> Required tasks
[1] Answer these questions about the court opinion on a mistaken payment:
(a) Which party prevailed in the circuit court, and which party appealed?
(b) According to the plaintiff's petition, what price was to be paid for the stock of merchandise, and what was excepted from that pricing?
(c) What was the amount of the mutual mistake in adding the invoice figures, and in whose favor was it made?
[2] Extend the court opinion on a mistaken payment with the next part, continuing from its final sentence.
══ Document passage ══
ROBERTSON, P. J.
Plaintiff sued to recover a sum of money paid under mistake and prevailed in the circuit court. The defendant has appealed.
Plaintiff purchased a stock of goods and some land as he claims from the defendant through her husband acting as the defendant’s agent. Plaintiff alleges in his petition that the amount he was to pay for the stock of merchandise was to be the wholesale-price less ten per cent discount, except for the groceries therein; that an invoice was taken of the stock and entered upon a book, with figures set opposite each item therein contained indicating the invoice price, but that in adding these figures a mutual mistake was made of $565.75 in favor of the defendant;, that the erroneous amount, including said excess, was paid to the defendant by the plaintiff as and for the purchase price of the said stock of goods and the land under the belief and .impression upon the part of each of them that it was the correct amount.
═══
══ Extracted data ══
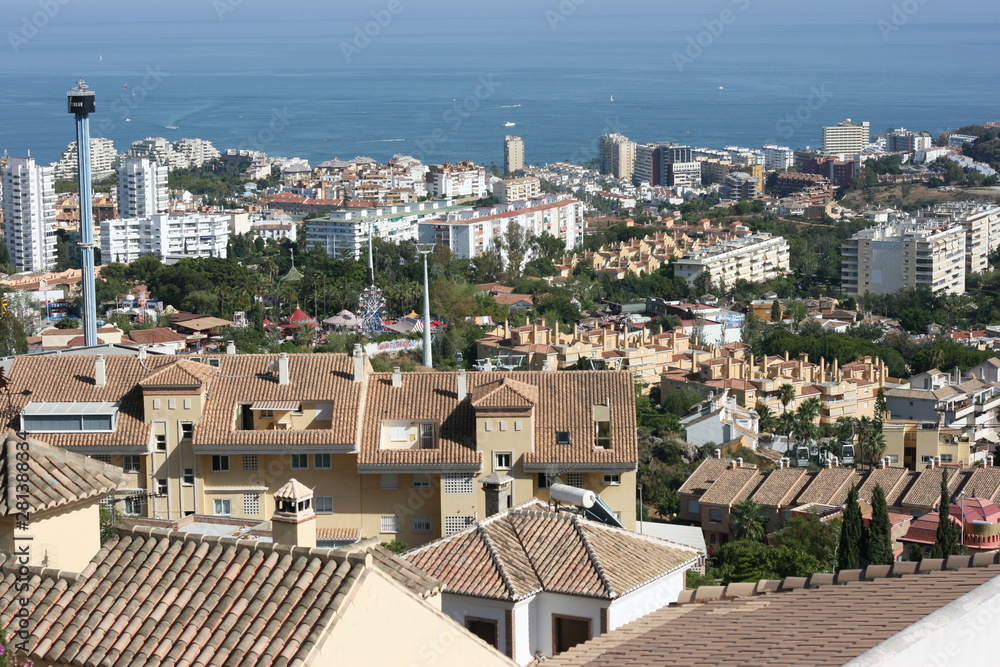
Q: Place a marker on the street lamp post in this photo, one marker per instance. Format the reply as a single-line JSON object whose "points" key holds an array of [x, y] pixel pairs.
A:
{"points": [[425, 249]]}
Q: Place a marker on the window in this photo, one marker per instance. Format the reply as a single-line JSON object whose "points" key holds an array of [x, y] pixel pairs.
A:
{"points": [[390, 524], [133, 505], [457, 482], [502, 460], [456, 524], [324, 504], [427, 436], [484, 628], [130, 463], [251, 504]]}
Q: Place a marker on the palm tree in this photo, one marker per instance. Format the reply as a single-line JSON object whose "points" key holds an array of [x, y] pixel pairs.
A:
{"points": [[746, 522], [786, 394]]}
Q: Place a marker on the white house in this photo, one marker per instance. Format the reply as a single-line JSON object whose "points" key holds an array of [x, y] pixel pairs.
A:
{"points": [[534, 582]]}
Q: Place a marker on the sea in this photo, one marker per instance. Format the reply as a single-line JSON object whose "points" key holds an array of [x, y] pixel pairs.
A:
{"points": [[444, 80]]}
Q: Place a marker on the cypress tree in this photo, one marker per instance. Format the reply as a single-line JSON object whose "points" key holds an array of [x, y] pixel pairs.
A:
{"points": [[849, 550], [949, 532], [880, 531]]}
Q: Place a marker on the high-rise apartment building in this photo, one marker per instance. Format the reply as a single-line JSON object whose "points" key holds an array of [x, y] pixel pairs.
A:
{"points": [[142, 188], [846, 137], [617, 156], [513, 154], [29, 214], [904, 255]]}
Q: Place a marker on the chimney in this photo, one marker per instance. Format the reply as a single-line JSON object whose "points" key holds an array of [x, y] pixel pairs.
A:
{"points": [[283, 369], [359, 363], [100, 372], [294, 521]]}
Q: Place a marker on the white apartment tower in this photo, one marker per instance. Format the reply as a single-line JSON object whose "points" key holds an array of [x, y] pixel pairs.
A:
{"points": [[29, 214], [846, 137], [142, 188], [513, 154], [906, 255], [617, 156]]}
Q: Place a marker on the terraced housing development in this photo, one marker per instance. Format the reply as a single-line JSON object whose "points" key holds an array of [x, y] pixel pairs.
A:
{"points": [[385, 454]]}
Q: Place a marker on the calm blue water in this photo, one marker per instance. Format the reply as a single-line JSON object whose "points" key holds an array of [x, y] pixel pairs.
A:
{"points": [[440, 79]]}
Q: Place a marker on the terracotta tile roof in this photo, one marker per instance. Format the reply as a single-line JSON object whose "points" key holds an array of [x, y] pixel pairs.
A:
{"points": [[780, 487], [565, 401], [58, 477], [926, 488], [528, 549], [829, 486], [894, 482], [679, 631], [733, 485], [320, 378], [702, 479], [153, 596], [71, 378]]}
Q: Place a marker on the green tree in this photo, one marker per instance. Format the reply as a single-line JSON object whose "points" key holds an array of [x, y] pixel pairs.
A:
{"points": [[849, 550], [746, 521], [880, 530], [815, 537], [949, 532]]}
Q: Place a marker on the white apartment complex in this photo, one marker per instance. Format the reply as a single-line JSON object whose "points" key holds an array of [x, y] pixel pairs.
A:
{"points": [[165, 237], [103, 160], [755, 257], [29, 214], [905, 255], [513, 153], [142, 188], [617, 155], [450, 181], [517, 189], [846, 137], [778, 157], [344, 233], [472, 232]]}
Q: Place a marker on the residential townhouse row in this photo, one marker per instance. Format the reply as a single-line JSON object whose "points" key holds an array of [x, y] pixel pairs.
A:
{"points": [[707, 497], [399, 456]]}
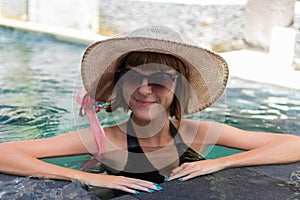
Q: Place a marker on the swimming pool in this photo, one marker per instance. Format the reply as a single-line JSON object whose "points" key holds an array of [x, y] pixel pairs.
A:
{"points": [[40, 76]]}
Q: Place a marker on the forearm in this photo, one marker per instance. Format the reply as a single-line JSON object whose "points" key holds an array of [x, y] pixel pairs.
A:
{"points": [[281, 150], [17, 162]]}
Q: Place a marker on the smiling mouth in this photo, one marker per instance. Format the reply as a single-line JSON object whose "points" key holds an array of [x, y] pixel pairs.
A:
{"points": [[145, 103]]}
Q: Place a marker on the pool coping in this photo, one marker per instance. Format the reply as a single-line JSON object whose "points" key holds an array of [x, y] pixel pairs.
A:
{"points": [[274, 182]]}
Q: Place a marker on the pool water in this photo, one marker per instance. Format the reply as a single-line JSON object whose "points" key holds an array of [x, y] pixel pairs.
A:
{"points": [[40, 75]]}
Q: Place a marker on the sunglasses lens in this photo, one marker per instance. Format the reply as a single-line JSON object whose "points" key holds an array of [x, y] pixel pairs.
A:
{"points": [[159, 81]]}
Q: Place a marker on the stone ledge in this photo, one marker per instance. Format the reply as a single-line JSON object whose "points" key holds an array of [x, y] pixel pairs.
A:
{"points": [[274, 182]]}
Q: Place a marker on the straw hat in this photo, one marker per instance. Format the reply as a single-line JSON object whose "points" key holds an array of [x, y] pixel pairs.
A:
{"points": [[208, 71]]}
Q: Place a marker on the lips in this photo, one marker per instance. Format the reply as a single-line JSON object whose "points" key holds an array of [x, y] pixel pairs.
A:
{"points": [[144, 102]]}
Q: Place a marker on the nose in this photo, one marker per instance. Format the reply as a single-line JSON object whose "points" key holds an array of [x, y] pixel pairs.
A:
{"points": [[145, 88]]}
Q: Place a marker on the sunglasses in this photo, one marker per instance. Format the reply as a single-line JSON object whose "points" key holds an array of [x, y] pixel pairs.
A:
{"points": [[160, 82]]}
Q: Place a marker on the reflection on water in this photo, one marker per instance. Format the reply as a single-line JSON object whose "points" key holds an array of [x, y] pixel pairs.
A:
{"points": [[39, 76]]}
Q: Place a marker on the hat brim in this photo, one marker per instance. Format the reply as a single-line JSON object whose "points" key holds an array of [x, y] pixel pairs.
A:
{"points": [[208, 71]]}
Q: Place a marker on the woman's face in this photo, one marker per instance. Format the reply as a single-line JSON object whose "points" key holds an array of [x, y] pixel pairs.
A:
{"points": [[148, 90]]}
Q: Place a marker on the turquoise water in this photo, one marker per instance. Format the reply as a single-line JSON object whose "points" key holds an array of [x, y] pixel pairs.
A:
{"points": [[39, 77]]}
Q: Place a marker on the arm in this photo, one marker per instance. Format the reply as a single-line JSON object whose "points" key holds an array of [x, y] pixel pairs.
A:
{"points": [[22, 158], [261, 148]]}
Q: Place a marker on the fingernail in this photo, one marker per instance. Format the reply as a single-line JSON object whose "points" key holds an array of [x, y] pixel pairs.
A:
{"points": [[150, 190], [167, 179], [158, 187], [137, 192]]}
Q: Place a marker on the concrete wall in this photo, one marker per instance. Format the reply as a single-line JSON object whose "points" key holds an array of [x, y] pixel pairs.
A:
{"points": [[208, 21]]}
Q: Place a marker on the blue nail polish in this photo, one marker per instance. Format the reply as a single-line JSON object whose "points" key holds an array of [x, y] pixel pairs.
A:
{"points": [[158, 187], [150, 190], [137, 192]]}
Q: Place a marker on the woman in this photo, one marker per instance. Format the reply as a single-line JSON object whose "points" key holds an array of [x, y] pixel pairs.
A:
{"points": [[158, 77]]}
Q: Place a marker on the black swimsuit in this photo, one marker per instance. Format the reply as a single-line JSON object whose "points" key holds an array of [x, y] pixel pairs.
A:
{"points": [[138, 160]]}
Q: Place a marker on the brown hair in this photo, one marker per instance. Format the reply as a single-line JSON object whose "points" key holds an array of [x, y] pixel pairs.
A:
{"points": [[139, 58]]}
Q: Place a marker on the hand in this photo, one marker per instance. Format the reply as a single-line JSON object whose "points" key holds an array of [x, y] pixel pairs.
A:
{"points": [[193, 169], [126, 184]]}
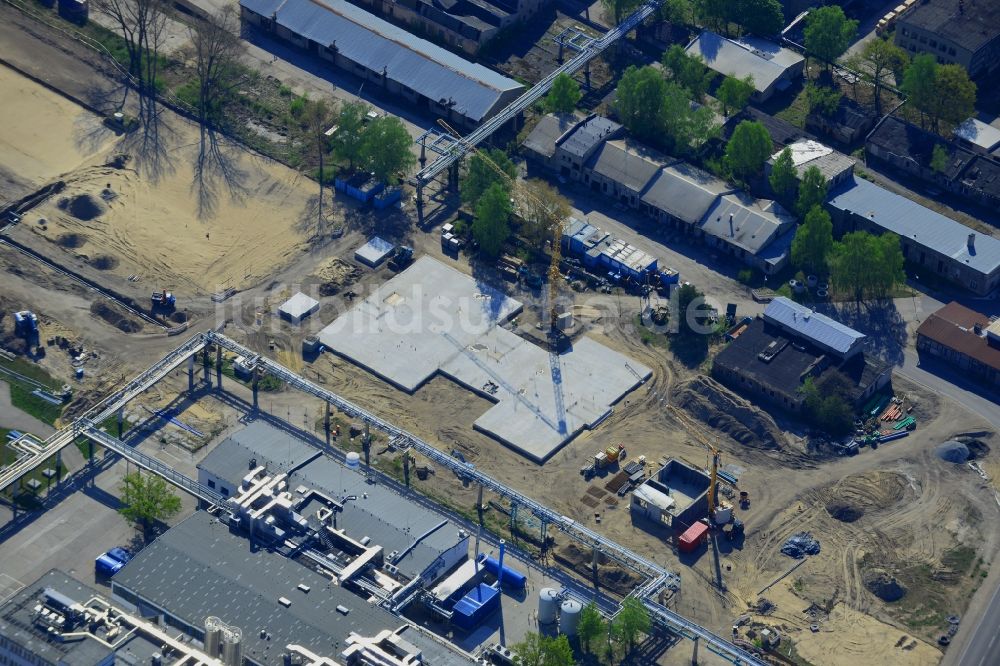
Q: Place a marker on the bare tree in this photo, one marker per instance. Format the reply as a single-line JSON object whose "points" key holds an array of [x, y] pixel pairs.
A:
{"points": [[217, 50]]}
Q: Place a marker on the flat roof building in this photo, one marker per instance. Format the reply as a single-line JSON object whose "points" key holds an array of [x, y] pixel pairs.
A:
{"points": [[965, 32], [929, 241], [423, 74], [835, 166], [201, 569], [772, 67]]}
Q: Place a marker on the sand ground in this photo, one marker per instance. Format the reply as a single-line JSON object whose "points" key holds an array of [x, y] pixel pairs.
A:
{"points": [[175, 211], [40, 135]]}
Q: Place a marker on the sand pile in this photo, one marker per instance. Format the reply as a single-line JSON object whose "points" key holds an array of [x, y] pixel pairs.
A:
{"points": [[884, 585], [953, 452], [712, 403]]}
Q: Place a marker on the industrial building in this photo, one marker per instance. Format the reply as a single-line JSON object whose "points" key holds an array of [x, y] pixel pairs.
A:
{"points": [[773, 68], [771, 359], [964, 339], [963, 32], [563, 142], [676, 496], [462, 24], [375, 515], [203, 569], [58, 621], [432, 319], [835, 167], [967, 172], [930, 241], [423, 76], [758, 232]]}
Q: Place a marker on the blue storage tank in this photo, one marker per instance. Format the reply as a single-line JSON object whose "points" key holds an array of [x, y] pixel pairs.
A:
{"points": [[511, 577], [476, 606]]}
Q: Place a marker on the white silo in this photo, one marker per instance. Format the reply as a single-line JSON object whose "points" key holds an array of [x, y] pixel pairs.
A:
{"points": [[213, 635], [569, 616], [548, 605]]}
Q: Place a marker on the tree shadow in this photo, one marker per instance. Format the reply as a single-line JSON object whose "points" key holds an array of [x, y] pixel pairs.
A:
{"points": [[216, 167], [880, 321], [150, 145]]}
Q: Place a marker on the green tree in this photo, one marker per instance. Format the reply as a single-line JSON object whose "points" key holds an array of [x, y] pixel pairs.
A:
{"points": [[631, 622], [687, 71], [954, 97], [146, 498], [919, 84], [734, 93], [349, 137], [812, 190], [639, 102], [784, 177], [939, 158], [878, 63], [619, 9], [813, 242], [828, 33], [386, 149], [867, 266], [748, 149], [490, 227], [591, 625], [761, 17], [823, 100], [564, 94], [543, 211], [480, 175]]}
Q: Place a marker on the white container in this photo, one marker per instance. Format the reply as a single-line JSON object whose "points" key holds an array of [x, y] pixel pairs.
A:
{"points": [[353, 460], [548, 605], [569, 616]]}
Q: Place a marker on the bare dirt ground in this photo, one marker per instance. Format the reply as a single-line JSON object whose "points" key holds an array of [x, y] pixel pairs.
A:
{"points": [[233, 217]]}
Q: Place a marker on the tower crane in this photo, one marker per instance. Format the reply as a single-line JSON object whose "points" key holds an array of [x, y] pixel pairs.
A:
{"points": [[555, 276]]}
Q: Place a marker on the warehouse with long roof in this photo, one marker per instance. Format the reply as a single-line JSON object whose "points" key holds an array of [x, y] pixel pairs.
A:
{"points": [[420, 73]]}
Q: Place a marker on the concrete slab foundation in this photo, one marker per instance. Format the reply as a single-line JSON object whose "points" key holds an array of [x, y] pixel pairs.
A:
{"points": [[431, 318]]}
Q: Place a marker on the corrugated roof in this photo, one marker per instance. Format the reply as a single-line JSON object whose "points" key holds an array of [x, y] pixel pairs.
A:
{"points": [[626, 163], [587, 134], [919, 225], [755, 222], [379, 46], [199, 568], [763, 60], [684, 191], [818, 328], [548, 131]]}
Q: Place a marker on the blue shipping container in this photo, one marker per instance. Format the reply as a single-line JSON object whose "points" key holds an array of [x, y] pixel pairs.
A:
{"points": [[511, 577], [476, 606]]}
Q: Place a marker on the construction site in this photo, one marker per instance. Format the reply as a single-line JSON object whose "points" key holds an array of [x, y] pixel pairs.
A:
{"points": [[412, 464]]}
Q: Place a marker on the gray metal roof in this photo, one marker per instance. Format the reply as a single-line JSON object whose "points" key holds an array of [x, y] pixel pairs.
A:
{"points": [[626, 163], [582, 140], [546, 134], [199, 568], [919, 225], [813, 326], [763, 60], [755, 222], [276, 450], [379, 46], [684, 191]]}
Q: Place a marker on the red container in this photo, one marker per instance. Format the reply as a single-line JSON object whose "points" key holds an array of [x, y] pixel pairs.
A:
{"points": [[692, 537]]}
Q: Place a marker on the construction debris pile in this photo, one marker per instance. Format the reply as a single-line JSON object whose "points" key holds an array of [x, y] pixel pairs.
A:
{"points": [[801, 544]]}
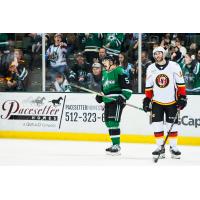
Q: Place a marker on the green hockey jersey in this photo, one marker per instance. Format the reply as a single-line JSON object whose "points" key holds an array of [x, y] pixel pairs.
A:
{"points": [[191, 76], [112, 42], [115, 83]]}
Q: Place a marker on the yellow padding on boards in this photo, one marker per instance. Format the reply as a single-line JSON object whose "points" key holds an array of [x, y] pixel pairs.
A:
{"points": [[183, 140]]}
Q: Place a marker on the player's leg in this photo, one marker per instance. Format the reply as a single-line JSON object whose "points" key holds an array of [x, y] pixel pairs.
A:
{"points": [[158, 127], [112, 118], [171, 111]]}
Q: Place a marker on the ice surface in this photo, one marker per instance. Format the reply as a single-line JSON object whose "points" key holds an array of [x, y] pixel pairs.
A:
{"points": [[50, 152]]}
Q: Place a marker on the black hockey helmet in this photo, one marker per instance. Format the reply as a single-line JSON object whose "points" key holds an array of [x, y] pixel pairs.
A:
{"points": [[111, 58]]}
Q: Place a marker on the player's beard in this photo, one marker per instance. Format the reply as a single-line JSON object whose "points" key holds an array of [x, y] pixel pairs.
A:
{"points": [[160, 60]]}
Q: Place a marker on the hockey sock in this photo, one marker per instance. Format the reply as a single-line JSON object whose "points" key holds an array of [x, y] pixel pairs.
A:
{"points": [[115, 136], [159, 136], [173, 139]]}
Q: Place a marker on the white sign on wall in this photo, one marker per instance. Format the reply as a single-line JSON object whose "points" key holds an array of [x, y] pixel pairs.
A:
{"points": [[68, 112]]}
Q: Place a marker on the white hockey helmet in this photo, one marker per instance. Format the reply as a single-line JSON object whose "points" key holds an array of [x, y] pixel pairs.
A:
{"points": [[160, 49]]}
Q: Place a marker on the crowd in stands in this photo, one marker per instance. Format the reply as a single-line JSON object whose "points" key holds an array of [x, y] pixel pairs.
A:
{"points": [[19, 54], [77, 58]]}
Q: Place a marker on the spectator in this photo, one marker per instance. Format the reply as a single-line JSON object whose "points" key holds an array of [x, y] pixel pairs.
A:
{"points": [[7, 55], [79, 71], [182, 49], [93, 42], [123, 61], [145, 63], [36, 50], [191, 72], [193, 49], [198, 55], [56, 54], [18, 73], [113, 43], [176, 55], [94, 78], [133, 48], [102, 55], [61, 84]]}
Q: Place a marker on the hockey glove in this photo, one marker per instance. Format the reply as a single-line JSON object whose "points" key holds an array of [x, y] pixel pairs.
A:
{"points": [[120, 100], [99, 99], [182, 102], [146, 104]]}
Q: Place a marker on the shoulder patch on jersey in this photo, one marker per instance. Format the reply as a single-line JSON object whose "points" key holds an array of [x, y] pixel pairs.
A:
{"points": [[162, 80]]}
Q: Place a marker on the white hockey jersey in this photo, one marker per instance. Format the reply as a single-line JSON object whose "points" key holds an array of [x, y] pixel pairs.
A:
{"points": [[163, 83]]}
═══
> Response list
[1]
(a) The plaintiff prevailed in the circuit court, and the defendant appealed.
(b) The wholesale price less a ten percent discount, with the groceries excepted.
(c) $565.75, in favor of the defendant.

[2]
*580„ Prior to the trial of the case the defendant’s husband died and the plaintiff was permitted to testify, over the objection of the defendant, as to conversations and transactions had with the defendant’s deceased husband upon which plaintiff bases his right of recovery. To sustain this contention on the part of the appellant, Taylor v. George, 161 S. W. 1187, decided by this court, is cited. The respondent assails our opinion' in that case as not supported by the decisions of the Supreme Court and criticizes it on account of the citation of Griffin v. Nichols, 224 Mo. 275, 328, 123 S. W. 1063, the local citation of which occurs in the dissenting opinion. The respondent contends that the majority opinion therein holds to the contrary, but such we think is not the case. The exact holding’ of the dissenting opinion is not touched upon in the majority opinion and, therefore, when we adopted the statement contained in. the dissenting opinion as the theory sustained by other decisions of the Supreme Court and of the appellate courts of this State, we were not in conflict with the majority opinion in that case.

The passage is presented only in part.